Exercise directions
Copy out, precisely as given, the lines from the line with "the beer foam" to the end of the entries that follow.

Region pointing data
---------------

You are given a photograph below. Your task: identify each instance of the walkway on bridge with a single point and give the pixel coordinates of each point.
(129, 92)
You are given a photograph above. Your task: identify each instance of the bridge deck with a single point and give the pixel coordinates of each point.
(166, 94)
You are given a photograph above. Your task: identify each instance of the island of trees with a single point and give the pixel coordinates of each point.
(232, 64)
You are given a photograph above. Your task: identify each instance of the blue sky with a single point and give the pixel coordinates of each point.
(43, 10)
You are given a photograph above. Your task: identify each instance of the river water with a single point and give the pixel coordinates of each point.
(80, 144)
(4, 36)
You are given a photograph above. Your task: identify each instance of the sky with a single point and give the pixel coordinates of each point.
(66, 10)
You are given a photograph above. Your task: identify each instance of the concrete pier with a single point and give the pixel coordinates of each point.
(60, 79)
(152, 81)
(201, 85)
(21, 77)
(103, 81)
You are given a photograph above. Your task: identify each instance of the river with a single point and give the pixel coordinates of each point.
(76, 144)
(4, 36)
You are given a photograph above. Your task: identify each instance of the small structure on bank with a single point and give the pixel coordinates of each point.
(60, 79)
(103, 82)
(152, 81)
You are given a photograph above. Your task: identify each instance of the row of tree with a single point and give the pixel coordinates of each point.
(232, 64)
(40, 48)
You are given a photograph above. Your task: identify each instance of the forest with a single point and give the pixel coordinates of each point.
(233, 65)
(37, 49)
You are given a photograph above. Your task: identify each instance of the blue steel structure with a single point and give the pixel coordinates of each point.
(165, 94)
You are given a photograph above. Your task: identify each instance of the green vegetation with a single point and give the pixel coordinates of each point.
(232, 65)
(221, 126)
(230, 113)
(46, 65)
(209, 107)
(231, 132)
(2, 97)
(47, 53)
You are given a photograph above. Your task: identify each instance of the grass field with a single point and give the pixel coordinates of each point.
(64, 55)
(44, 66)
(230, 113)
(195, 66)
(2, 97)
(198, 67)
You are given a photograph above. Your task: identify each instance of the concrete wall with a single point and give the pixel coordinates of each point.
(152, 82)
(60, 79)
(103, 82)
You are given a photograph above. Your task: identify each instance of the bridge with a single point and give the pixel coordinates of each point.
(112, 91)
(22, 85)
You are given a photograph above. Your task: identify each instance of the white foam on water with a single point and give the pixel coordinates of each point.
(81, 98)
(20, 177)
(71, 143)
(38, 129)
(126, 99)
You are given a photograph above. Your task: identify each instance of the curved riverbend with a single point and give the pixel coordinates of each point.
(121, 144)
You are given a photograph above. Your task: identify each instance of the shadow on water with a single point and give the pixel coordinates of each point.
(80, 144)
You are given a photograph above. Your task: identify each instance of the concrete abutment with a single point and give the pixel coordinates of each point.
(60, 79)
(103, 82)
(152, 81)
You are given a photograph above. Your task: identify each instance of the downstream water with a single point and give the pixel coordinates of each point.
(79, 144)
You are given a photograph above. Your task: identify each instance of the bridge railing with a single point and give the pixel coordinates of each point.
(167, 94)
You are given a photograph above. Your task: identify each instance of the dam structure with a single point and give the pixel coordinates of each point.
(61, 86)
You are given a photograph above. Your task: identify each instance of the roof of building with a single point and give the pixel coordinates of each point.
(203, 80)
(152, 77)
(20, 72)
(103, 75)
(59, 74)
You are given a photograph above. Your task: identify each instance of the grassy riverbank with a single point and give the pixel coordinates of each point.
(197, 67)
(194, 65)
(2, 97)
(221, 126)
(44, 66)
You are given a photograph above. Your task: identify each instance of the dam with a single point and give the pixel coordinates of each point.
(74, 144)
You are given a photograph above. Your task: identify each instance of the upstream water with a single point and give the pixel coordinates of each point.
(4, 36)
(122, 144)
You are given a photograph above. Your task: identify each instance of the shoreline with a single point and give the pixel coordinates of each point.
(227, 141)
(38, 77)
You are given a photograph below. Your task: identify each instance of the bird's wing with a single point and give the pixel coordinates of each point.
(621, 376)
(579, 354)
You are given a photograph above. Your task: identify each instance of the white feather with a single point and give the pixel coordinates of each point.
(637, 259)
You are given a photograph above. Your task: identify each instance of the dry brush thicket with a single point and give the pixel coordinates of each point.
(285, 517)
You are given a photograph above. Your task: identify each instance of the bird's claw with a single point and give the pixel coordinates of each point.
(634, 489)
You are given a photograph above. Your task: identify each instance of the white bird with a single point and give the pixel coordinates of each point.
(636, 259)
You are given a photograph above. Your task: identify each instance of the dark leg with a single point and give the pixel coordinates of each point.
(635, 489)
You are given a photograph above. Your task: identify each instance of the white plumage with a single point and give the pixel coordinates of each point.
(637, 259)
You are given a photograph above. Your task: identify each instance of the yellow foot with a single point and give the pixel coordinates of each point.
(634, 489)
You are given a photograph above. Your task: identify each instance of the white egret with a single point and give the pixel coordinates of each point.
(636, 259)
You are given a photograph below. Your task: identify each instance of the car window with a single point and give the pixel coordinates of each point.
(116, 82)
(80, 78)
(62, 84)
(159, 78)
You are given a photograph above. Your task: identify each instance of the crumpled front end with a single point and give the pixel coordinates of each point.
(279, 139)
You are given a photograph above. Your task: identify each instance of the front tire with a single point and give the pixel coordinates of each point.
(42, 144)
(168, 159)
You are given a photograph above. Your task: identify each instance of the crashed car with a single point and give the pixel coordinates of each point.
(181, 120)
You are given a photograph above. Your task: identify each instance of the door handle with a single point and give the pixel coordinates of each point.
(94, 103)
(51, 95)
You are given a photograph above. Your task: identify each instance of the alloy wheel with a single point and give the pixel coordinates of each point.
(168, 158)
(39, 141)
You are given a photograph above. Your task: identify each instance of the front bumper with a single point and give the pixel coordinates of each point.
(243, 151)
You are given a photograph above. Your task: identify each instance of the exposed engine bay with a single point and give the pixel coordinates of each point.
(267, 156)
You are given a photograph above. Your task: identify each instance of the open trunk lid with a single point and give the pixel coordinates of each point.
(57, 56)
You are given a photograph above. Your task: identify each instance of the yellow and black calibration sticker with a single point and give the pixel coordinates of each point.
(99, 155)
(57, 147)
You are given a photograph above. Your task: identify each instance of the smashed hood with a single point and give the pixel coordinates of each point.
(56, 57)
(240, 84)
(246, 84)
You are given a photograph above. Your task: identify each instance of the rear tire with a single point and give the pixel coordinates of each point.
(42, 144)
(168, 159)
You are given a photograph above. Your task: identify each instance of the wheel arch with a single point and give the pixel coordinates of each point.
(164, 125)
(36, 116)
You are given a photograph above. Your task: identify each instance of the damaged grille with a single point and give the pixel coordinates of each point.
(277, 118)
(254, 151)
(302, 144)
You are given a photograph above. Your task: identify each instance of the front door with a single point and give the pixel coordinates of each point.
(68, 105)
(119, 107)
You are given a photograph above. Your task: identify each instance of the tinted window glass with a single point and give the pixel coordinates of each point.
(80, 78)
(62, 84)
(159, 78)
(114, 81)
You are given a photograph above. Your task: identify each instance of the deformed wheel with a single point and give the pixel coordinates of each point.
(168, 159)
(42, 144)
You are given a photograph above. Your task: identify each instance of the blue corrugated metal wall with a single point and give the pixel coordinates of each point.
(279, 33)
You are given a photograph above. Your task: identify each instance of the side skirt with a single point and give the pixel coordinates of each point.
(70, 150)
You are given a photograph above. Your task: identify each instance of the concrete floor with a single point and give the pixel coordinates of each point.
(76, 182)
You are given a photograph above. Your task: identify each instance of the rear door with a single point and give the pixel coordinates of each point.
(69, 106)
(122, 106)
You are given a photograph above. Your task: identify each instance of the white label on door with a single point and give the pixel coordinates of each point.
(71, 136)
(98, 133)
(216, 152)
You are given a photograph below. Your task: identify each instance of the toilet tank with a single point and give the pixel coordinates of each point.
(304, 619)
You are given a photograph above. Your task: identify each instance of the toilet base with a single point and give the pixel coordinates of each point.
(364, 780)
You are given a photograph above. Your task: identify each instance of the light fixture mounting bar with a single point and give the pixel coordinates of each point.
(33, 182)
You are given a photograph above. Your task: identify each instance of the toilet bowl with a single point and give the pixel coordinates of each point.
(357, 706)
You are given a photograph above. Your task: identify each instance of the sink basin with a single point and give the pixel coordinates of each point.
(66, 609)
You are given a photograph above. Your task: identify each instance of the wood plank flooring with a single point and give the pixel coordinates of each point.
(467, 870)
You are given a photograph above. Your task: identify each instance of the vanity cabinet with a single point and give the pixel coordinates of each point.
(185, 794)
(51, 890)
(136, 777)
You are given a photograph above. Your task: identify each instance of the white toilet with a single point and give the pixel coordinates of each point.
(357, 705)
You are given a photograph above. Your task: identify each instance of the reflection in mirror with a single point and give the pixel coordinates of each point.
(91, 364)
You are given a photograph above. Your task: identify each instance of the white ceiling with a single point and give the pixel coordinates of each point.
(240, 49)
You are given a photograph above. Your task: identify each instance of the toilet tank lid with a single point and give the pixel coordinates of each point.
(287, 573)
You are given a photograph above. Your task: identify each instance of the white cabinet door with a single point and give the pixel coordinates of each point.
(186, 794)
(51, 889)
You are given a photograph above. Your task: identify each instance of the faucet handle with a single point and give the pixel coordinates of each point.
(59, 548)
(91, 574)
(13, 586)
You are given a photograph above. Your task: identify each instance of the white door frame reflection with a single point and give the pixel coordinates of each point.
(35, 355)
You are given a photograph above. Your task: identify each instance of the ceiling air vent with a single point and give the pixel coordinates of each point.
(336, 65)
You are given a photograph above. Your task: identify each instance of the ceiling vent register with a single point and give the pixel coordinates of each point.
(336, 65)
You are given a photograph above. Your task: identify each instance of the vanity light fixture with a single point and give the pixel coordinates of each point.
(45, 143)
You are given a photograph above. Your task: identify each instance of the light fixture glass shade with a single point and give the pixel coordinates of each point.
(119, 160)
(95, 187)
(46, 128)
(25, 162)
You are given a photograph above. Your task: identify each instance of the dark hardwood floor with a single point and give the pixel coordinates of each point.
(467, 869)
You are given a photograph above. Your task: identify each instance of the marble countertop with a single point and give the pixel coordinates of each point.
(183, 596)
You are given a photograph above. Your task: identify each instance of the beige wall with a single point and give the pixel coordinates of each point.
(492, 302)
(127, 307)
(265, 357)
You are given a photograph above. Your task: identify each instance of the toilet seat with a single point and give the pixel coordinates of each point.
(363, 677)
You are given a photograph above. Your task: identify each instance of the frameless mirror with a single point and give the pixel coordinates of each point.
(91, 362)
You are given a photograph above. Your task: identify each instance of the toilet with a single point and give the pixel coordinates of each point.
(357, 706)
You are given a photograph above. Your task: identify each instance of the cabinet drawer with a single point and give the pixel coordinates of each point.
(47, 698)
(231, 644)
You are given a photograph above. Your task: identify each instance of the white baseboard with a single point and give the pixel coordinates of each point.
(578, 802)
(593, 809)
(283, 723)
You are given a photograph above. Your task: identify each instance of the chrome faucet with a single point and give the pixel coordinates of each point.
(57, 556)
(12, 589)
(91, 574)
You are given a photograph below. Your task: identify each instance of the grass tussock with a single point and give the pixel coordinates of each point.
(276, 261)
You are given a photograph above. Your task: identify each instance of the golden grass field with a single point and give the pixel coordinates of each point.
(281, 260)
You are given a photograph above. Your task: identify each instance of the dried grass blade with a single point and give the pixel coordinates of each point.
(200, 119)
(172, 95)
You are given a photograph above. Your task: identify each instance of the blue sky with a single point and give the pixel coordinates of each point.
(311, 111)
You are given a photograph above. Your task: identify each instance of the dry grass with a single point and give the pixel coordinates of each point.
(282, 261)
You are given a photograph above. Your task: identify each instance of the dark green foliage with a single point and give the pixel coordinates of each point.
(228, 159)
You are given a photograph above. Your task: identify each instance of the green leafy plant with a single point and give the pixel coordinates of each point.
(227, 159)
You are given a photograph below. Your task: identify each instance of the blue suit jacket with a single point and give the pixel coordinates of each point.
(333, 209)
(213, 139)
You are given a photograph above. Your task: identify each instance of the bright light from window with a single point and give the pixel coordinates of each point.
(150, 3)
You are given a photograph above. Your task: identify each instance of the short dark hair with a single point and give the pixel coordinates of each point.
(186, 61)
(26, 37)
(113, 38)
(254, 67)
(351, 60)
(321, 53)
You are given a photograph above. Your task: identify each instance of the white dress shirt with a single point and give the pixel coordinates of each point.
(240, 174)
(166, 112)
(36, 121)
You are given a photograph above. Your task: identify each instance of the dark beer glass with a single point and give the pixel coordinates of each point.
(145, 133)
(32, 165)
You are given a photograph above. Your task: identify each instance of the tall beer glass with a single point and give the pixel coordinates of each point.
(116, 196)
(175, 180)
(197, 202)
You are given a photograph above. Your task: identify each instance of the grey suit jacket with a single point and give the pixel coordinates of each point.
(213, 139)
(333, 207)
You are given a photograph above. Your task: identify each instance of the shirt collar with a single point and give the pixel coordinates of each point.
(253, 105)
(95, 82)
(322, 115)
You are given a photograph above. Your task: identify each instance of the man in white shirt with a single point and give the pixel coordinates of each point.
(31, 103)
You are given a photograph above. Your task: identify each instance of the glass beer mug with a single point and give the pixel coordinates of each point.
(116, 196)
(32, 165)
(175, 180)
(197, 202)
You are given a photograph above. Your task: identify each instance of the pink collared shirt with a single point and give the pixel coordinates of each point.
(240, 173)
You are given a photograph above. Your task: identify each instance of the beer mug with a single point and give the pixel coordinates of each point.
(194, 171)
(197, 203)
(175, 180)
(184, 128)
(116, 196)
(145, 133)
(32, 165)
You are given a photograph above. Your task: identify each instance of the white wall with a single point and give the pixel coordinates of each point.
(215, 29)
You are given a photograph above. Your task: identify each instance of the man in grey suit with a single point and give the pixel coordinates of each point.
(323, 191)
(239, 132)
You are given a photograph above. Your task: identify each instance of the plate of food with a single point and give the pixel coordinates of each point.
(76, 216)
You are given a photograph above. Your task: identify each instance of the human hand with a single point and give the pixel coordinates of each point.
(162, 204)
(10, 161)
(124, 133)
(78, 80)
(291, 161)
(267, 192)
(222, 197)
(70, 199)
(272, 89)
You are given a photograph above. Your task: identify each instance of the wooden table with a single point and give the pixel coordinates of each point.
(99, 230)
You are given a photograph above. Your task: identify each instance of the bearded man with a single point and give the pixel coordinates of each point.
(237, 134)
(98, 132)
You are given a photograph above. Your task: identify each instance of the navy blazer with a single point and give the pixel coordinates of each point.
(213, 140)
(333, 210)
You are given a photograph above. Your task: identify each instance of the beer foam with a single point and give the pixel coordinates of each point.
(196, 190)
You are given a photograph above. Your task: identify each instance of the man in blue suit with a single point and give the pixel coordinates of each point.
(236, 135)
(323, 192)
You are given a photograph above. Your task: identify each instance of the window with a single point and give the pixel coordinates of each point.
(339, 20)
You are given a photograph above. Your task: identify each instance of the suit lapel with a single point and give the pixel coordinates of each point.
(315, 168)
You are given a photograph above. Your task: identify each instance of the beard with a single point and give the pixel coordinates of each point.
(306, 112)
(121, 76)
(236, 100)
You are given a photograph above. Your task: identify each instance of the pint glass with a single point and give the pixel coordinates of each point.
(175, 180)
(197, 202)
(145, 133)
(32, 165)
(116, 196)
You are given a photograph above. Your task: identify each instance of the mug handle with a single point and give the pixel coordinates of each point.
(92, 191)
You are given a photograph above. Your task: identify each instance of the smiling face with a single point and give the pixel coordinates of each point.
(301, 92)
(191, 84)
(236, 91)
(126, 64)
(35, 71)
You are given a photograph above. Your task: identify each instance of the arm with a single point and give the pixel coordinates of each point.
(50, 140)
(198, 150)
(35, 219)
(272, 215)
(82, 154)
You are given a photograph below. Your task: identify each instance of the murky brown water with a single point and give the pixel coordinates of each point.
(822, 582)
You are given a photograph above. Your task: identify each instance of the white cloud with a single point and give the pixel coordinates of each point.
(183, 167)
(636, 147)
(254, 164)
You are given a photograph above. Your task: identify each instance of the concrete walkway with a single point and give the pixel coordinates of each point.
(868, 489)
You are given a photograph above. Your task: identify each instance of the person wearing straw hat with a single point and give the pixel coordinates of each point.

---------------

Worked solution
You are given a photograph above. Your task: identify each instance of the beer foam with a single point and give the pixel coordinates of each point.
(196, 190)
You are given a photograph above. Your task: identify each instance of the man in blue suit with a single point and give the pixel coordinates of each point.
(236, 135)
(323, 192)
You are given a photograph above. Your task: identify each instance of the window with a single point and give the pixel coordinates of each point.
(339, 20)
You are given a photograph above. Your task: identify each instance of the suit lapel with a single point and give the pixel coordinates of each point.
(315, 168)
You are given a photograph above. Your task: identify each instance of the beard with a single point and give the pixel coordinates of each point.
(306, 112)
(121, 76)
(236, 100)
You are given a photograph above. Your task: identify each instance of the pint glass with a single point and give the pixel coordinates of each point.
(175, 180)
(197, 202)
(145, 133)
(32, 165)
(116, 196)
You are given a photograph above. Your task: identify each instance of the mug handle with a single point and give the pixel coordinates of each point.
(92, 191)
You are given a photograph above. Your task: identify each instance of the smiling face with a single point and give the pixel coordinates of each point.
(301, 92)
(191, 84)
(236, 91)
(126, 64)
(35, 71)
You are given a photograph above. Your task: identify each instance of the arm with a single point and give the pixel coordinates of each point.
(50, 140)
(198, 150)
(35, 219)
(272, 215)
(82, 154)
You are given a photograph below. Your task: identify each instance of the murky brown water with a single point and give the pixel coordinates of each point.
(822, 582)
You are given a photograph above. Your task: identify each instance of the white cloud with a single point and give the pixel coordinates of each point.
(183, 167)
(636, 147)
(254, 164)
You are given a photograph above. Your task: identify each instance of the concrete walkway with a single point and give the pixel coordinates of each point.
(868, 489)
You are given a photograph above. Your task: identify each instance of the person wearing straw hat with a single point and give the pixel coordinates of each point.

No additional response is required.